Assignment ▸
Only lines containing the string "takes" belong in the answer; find them in the records and copy them.

Records ▸
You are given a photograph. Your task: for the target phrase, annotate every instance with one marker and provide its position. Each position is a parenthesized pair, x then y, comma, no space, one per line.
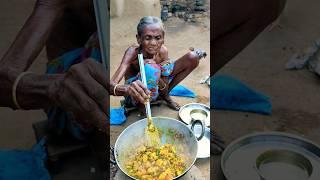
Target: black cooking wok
(173,132)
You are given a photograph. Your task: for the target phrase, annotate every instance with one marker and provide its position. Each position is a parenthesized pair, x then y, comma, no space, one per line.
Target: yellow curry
(149,163)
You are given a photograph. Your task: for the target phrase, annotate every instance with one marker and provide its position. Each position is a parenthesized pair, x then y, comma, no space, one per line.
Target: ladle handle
(201,122)
(144,81)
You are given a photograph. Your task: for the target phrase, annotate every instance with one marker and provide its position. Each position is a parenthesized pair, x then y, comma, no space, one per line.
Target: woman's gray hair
(147,20)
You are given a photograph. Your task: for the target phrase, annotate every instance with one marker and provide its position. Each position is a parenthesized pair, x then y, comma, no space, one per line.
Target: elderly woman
(162,73)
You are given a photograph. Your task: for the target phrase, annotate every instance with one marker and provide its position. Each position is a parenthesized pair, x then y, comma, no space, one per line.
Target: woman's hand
(83,90)
(138,91)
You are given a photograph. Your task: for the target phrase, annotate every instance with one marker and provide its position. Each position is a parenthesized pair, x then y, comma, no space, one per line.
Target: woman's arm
(136,89)
(23,51)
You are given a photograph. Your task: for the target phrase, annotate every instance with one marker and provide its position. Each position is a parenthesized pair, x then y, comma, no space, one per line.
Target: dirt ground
(15,129)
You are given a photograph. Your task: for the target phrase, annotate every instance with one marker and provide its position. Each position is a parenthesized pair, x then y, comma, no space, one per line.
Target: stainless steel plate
(197,110)
(239,158)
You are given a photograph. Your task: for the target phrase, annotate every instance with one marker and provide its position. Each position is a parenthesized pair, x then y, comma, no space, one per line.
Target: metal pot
(173,132)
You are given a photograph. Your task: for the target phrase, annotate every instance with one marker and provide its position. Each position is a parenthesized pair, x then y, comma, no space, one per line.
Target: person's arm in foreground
(83,90)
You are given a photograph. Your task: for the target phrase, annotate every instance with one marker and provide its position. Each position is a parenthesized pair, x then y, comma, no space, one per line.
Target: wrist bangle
(165,85)
(14,89)
(114,89)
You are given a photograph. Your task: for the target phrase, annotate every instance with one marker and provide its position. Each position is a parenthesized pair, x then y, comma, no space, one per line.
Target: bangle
(14,89)
(165,85)
(114,89)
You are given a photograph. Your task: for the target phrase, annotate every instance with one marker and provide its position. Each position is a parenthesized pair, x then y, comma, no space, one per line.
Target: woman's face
(151,39)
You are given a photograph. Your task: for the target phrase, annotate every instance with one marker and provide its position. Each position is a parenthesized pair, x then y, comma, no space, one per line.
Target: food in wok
(161,163)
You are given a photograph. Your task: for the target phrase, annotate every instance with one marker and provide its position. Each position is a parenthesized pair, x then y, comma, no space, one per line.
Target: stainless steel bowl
(283,164)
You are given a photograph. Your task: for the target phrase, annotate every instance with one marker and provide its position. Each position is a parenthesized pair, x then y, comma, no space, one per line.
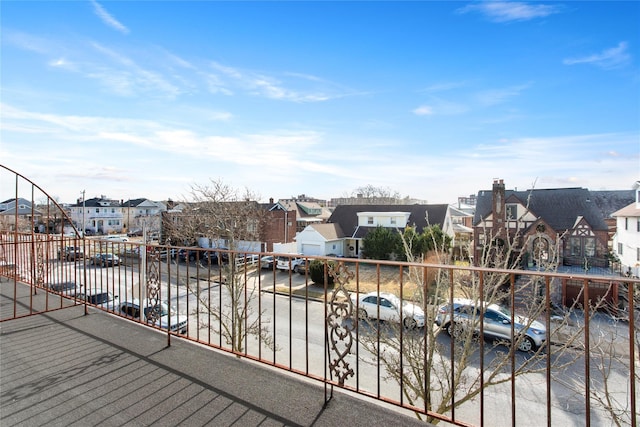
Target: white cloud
(498,96)
(614,57)
(108,19)
(502,11)
(423,110)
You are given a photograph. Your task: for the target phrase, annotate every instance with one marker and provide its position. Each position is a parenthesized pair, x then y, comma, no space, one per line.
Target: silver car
(496,323)
(388,307)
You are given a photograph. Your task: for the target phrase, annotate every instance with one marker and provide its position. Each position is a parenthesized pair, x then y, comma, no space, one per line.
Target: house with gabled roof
(626,241)
(98,214)
(307,211)
(142,213)
(321,239)
(349,224)
(542,219)
(22,210)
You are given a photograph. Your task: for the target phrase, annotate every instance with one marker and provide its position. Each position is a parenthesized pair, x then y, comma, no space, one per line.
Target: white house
(321,239)
(349,224)
(626,241)
(99,214)
(142,213)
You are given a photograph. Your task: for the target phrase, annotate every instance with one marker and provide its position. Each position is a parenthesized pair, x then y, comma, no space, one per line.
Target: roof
(558,207)
(97,203)
(304,209)
(611,201)
(632,210)
(24,207)
(329,231)
(347,216)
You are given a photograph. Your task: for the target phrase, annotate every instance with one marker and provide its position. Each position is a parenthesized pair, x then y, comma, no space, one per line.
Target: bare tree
(229,223)
(370,194)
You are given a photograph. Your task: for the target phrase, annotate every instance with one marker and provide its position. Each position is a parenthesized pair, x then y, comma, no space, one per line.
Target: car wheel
(410,323)
(526,345)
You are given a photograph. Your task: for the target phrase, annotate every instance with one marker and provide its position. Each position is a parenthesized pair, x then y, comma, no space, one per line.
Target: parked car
(158,314)
(386,306)
(266,262)
(116,238)
(105,259)
(70,253)
(188,254)
(289,263)
(98,297)
(65,288)
(245,260)
(496,323)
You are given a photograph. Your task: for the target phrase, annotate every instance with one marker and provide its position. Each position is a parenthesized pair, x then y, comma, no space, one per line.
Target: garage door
(308,249)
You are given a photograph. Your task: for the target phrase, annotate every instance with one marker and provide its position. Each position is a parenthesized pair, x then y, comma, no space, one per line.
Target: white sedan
(388,307)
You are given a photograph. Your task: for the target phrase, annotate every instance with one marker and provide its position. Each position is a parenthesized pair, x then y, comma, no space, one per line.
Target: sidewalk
(64,368)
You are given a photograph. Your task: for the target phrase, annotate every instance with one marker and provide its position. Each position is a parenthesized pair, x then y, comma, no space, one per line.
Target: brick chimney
(498,207)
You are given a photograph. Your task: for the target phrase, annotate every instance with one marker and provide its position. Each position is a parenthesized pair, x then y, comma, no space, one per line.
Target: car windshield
(161,309)
(394,300)
(101,298)
(504,310)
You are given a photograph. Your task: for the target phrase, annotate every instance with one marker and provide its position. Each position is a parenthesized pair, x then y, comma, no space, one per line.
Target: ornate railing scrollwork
(340,334)
(154,313)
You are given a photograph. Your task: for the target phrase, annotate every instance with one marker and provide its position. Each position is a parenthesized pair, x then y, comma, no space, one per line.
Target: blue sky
(430,99)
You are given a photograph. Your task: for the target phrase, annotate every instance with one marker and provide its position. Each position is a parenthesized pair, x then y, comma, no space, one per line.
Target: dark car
(106,260)
(70,253)
(65,288)
(188,254)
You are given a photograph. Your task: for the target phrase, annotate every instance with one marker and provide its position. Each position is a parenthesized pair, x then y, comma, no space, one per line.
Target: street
(297,330)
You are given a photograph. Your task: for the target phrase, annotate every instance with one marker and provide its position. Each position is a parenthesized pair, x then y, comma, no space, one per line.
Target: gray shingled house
(349,224)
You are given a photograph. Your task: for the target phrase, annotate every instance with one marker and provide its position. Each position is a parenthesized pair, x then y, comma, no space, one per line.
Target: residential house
(139,214)
(348,224)
(458,225)
(28,217)
(307,210)
(626,241)
(538,220)
(99,215)
(279,226)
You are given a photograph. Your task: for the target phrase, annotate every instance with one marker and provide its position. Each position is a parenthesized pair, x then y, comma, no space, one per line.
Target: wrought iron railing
(565,350)
(583,371)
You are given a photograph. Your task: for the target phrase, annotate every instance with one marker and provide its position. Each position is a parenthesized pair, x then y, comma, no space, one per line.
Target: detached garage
(311,249)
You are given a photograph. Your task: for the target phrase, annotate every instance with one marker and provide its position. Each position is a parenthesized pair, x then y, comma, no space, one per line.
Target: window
(590,246)
(492,316)
(575,247)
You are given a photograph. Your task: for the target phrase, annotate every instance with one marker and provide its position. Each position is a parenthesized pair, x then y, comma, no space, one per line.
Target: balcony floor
(63,368)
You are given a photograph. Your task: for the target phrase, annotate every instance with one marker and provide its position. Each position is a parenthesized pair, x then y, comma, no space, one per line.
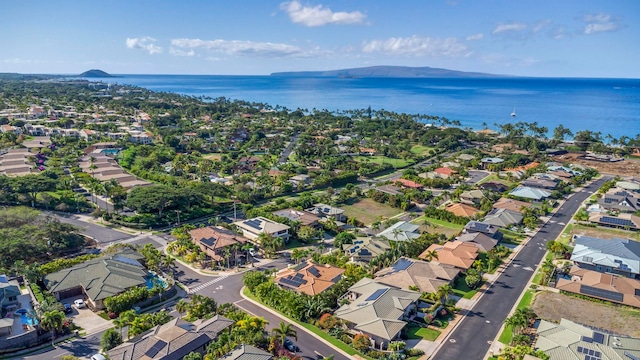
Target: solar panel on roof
(376,294)
(402,264)
(314,271)
(601,293)
(598,337)
(155,349)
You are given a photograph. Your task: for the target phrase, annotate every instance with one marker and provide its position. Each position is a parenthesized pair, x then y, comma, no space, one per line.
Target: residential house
(409,274)
(494,186)
(252,228)
(472,197)
(540,183)
(459,209)
(511,204)
(616,256)
(622,221)
(445,172)
(300,180)
(486,162)
(571,341)
(530,193)
(378,310)
(309,278)
(98,279)
(487,229)
(409,184)
(9,292)
(247,352)
(326,211)
(604,286)
(305,218)
(364,249)
(216,241)
(401,231)
(503,218)
(173,340)
(456,253)
(483,242)
(617,199)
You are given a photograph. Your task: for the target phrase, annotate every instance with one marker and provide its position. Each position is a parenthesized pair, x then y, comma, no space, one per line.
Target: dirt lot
(623,168)
(552,307)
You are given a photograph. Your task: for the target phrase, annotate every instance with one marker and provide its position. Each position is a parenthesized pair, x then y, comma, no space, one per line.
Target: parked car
(291,346)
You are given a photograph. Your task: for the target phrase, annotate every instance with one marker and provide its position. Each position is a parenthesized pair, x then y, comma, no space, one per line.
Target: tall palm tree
(52,321)
(284,330)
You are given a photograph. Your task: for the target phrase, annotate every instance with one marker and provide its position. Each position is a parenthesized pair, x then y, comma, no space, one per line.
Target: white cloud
(243,48)
(417,46)
(597,23)
(144,43)
(177,52)
(320,16)
(509,28)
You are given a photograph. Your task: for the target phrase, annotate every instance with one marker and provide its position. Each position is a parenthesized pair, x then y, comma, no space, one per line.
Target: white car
(79,303)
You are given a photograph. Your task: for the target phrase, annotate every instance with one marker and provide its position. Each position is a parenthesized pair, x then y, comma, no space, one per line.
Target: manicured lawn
(367,211)
(380,159)
(337,343)
(507,333)
(420,149)
(461,289)
(417,332)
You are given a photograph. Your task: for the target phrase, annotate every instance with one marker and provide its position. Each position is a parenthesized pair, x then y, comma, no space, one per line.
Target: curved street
(474,334)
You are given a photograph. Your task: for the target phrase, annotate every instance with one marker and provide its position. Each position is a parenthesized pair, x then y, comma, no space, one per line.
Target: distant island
(95,73)
(390,71)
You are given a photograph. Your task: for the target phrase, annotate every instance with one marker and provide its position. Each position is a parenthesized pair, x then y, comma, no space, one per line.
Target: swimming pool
(152,279)
(27,320)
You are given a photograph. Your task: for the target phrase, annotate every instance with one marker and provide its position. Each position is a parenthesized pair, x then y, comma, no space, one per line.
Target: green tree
(283,331)
(110,339)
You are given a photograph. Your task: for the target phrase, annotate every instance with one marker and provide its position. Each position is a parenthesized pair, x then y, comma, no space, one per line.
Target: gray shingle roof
(102,277)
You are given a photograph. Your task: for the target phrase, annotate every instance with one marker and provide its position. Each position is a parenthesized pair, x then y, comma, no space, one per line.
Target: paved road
(101,234)
(472,337)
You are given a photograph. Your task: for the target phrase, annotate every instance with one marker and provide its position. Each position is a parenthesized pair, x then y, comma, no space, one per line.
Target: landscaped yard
(605,233)
(437,226)
(417,332)
(421,150)
(622,320)
(380,159)
(367,211)
(507,333)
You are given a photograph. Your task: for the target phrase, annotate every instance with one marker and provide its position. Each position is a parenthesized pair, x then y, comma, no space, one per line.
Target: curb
(293,322)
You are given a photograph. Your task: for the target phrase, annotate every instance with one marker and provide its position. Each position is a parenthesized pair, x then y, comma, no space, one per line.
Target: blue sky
(555,38)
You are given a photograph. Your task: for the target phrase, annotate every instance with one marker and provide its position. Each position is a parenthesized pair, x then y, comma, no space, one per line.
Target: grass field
(416,332)
(420,149)
(507,333)
(379,159)
(437,226)
(368,211)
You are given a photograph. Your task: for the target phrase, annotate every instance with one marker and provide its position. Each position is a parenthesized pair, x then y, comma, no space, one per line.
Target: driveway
(85,318)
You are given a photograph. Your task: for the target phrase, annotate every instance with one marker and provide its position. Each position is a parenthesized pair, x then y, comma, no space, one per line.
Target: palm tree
(285,330)
(430,255)
(246,247)
(182,307)
(52,321)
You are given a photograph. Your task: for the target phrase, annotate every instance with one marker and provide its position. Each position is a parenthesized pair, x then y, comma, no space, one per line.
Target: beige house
(252,228)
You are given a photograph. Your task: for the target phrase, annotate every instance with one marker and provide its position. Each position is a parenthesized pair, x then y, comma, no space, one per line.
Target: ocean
(610,106)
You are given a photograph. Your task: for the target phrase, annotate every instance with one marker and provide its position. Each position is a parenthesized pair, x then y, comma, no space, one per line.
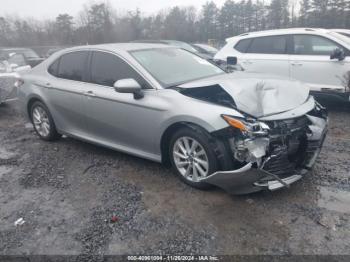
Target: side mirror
(13,66)
(338,53)
(129,85)
(231,60)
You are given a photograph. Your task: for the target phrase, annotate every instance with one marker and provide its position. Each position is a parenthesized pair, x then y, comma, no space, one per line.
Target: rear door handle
(296,64)
(90,93)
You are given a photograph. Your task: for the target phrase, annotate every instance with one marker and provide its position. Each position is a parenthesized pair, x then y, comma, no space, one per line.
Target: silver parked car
(243,132)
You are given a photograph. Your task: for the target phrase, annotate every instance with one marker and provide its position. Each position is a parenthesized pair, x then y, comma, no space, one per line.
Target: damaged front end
(270,154)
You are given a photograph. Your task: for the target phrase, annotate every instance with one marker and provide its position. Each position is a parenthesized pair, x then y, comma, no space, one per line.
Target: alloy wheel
(190,159)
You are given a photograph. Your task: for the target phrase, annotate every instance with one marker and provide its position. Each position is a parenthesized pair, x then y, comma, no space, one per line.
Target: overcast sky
(51,8)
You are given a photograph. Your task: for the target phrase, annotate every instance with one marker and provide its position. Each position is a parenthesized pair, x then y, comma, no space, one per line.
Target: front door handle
(90,93)
(247,62)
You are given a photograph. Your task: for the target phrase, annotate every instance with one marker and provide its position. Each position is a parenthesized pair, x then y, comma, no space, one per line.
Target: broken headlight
(247,127)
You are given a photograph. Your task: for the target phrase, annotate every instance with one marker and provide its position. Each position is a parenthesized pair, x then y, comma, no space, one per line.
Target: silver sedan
(240,131)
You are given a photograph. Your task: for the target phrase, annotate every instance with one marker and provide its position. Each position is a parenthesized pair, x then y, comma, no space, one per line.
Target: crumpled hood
(258,94)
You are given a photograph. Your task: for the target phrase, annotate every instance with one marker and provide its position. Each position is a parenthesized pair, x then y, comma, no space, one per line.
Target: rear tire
(43,122)
(192,156)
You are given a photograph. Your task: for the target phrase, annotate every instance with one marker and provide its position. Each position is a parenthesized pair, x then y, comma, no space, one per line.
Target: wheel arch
(30,102)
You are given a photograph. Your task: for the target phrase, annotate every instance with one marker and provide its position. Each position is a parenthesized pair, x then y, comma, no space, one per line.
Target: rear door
(310,62)
(266,54)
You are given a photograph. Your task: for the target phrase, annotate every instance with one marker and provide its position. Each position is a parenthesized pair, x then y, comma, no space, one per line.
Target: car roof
(14,48)
(341,30)
(280,32)
(115,47)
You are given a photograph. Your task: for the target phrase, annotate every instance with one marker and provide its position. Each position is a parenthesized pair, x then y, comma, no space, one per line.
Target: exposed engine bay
(272,154)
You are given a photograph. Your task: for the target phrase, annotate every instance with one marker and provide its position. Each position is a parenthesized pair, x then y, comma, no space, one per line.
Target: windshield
(341,37)
(28,53)
(207,48)
(172,66)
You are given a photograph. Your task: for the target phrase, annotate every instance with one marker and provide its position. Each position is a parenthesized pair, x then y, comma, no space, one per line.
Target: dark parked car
(30,56)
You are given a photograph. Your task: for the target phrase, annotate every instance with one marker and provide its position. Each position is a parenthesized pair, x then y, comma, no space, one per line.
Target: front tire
(43,123)
(192,156)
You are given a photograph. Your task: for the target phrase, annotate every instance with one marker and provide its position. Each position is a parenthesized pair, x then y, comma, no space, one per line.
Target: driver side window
(107,68)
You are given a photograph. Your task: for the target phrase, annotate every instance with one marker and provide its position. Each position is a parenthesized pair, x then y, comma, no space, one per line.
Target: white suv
(318,57)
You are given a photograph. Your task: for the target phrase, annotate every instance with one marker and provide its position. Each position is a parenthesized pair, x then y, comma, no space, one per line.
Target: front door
(267,55)
(65,90)
(117,119)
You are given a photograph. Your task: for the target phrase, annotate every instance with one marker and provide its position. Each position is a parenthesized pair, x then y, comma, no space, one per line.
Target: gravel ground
(68,191)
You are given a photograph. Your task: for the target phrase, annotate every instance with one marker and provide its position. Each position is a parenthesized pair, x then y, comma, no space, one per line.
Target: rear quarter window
(268,45)
(73,65)
(53,68)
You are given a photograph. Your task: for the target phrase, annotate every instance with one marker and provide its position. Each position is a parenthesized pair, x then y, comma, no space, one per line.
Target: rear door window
(243,45)
(268,45)
(313,45)
(72,65)
(107,68)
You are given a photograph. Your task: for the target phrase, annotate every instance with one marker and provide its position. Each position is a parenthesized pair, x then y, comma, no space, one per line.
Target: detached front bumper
(253,177)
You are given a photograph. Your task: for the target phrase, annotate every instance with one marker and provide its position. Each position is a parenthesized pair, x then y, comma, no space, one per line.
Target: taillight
(18,83)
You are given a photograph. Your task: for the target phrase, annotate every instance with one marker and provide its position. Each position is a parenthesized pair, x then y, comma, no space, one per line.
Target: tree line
(100,23)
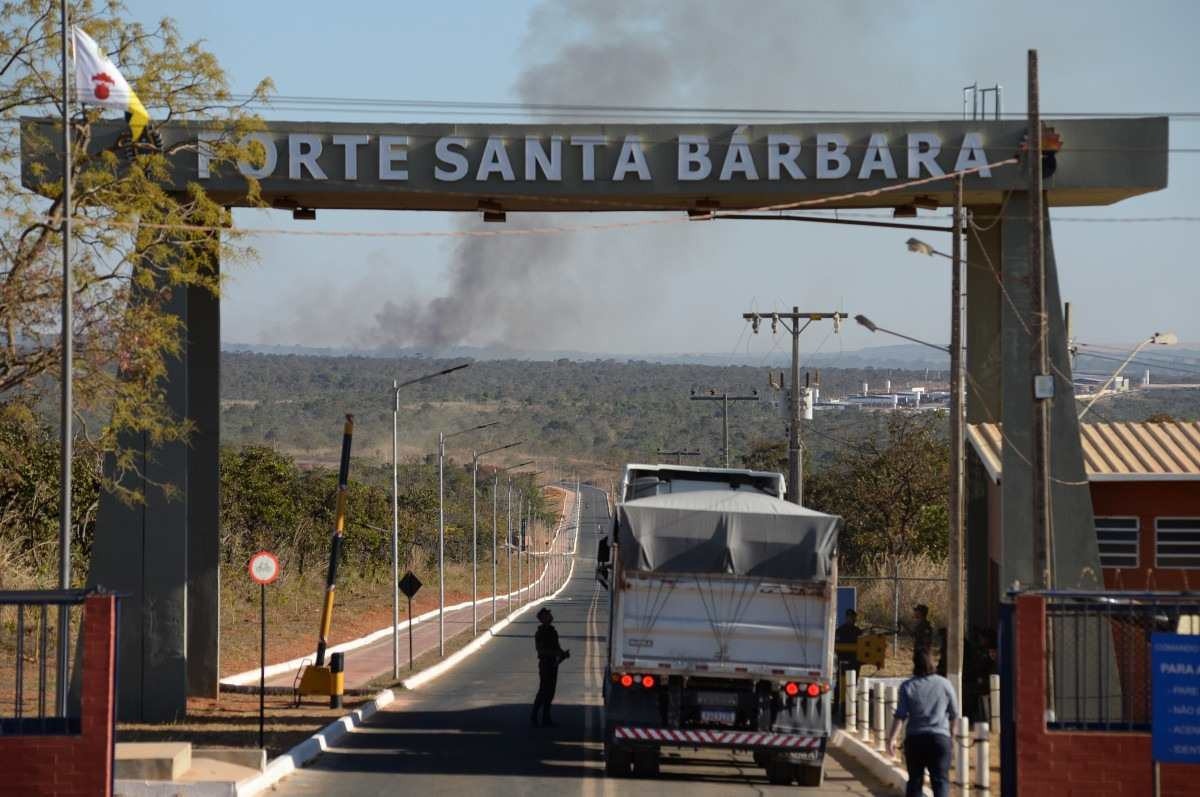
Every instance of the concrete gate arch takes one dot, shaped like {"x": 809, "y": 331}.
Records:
{"x": 165, "y": 555}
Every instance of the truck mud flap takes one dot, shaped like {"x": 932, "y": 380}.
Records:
{"x": 718, "y": 738}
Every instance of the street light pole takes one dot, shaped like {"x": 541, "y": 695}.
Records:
{"x": 725, "y": 399}
{"x": 442, "y": 545}
{"x": 791, "y": 322}
{"x": 474, "y": 538}
{"x": 442, "y": 529}
{"x": 395, "y": 508}
{"x": 395, "y": 533}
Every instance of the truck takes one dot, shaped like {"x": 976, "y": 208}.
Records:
{"x": 721, "y": 622}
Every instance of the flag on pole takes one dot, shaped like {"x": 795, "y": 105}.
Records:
{"x": 100, "y": 83}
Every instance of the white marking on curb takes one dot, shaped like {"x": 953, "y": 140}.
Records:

Exercise result ▸
Every instance of the concrete gate arch takes one dot, shaped like {"x": 809, "y": 331}.
Every instance of the truck mud flap takes one dot, shaped like {"x": 932, "y": 380}.
Every instance of the street light pole takes one dot, shaped like {"x": 541, "y": 695}.
Every instance of the truck takes one dot, shaped like {"x": 976, "y": 208}.
Every instance of the flag on pole takes one dot, shaped like {"x": 795, "y": 105}.
Every instance of the white marking on curb takes one dot, shaped like {"x": 953, "y": 140}.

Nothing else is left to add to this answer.